EXTRAIT CHOISI =>
%%

Les auteurs invités sont Partha Dasgupta, professeur d’économie à l’Université de Cambridge, et Anantha Duraiappah, directrice du International Human Dimensions Program on Global Environmental Change
Malgré les nombreux succès enregistrés dans l’instauration d’une économie mondiale plus stable et plus intégrée, le nouveau rapport du Groupe de haut niveau du secrétaire général des Nations unies sur la viabilité mondiale – « Pour l’avenir des hommes et de la planète : choisir la résilience » – reconnaît l’échec, l’incapacité même, de l’ordre mondial actuel à mettre en œuvre les changements radicaux nécessaires à une vraie « durabilité ».
Le rapport du Groupe présente son idéal « d’une planète viable, d’une société juste et d’une économie en expansion », ainsi que 56 recommandations politiques pour atteindre ces objectifs. Il s’agit sans doute de l’appel international le plus éminent à ce jour en faveur d’une refonte draconienne de l’économie mondiale.

%%

DONNÉES EXTRAITES =>

%%

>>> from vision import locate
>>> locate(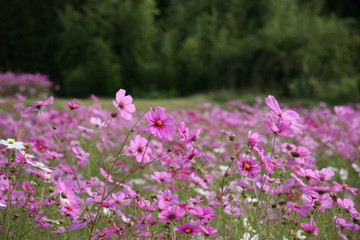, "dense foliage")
[0,89,360,240]
[0,0,360,101]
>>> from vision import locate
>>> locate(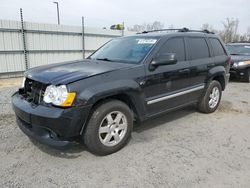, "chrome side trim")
[147,85,205,104]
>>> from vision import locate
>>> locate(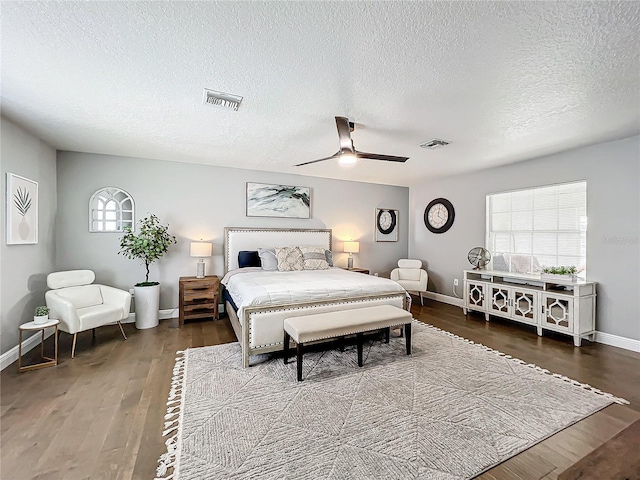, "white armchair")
[45,270,131,358]
[391,258,429,305]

%%

EXERCICES PROPOSÉS =>
**a)** Recopiez, s'il vous plaît, le passage de l'extrait compris entre « Le rapport du » et « de l’économie mondiale. », bornes incluses.
**b)** Résumez l'extrait en deux phrases.
Les données n'ont aucun lien avec l'extrait.

CORRIGÉS DÉTAILLÉS =>
**a)**
Le rapport du Groupe présente son idéal « d’une planète viable, d’une société juste et d’une économie en expansion », ainsi que 56 recommandations politiques pour atteindre ces objectifs. Il s’agit sans doute de l’appel international le plus éminent à ce jour en faveur d’une refonte draconienne de l’économie mondiale.

**b)** Selon les auteurs invités, Partha Dasgupta et Anantha Duraiappah, le rapport du Groupe de haut niveau du secrétaire général des Nations unies sur la viabilité mondiale reconnaît que l'ordre mondial actuel est incapable d'opérer les changements radicaux qu'exige une vraie durabilité, malgré de nombreux succès vers une économie mondiale plus stable et plus intégrée. Ce rapport expose l'idéal d'une planète viable, d'une société juste et d'une économie en expansion, avance 56 recommandations politiques et constitue sans doute l'appel international le plus éminent à ce jour en faveur d'une refonte draconienne de l'économie mondiale.